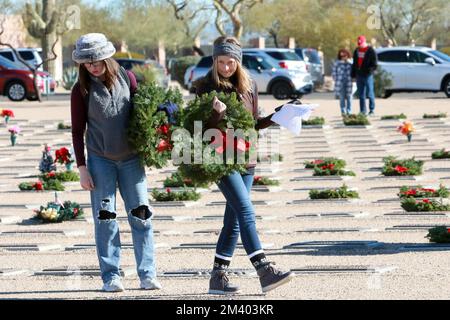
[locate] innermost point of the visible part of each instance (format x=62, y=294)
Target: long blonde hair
x=240, y=80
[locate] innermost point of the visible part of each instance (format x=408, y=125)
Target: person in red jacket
x=364, y=64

- Objective -
Render every line of the records above as a JSON list of strings, one string per line, with blank lines omitted. Leave the pictures out.

- Solution for this problem -
[
  "[locate] innermost point of the visible part of each instance (format x=62, y=294)",
  "Target: long blonde hair",
  "x=240, y=80",
  "[locate] innermost point of the visible part of each instance (format x=408, y=125)",
  "Target: person in red jacket",
  "x=364, y=64"
]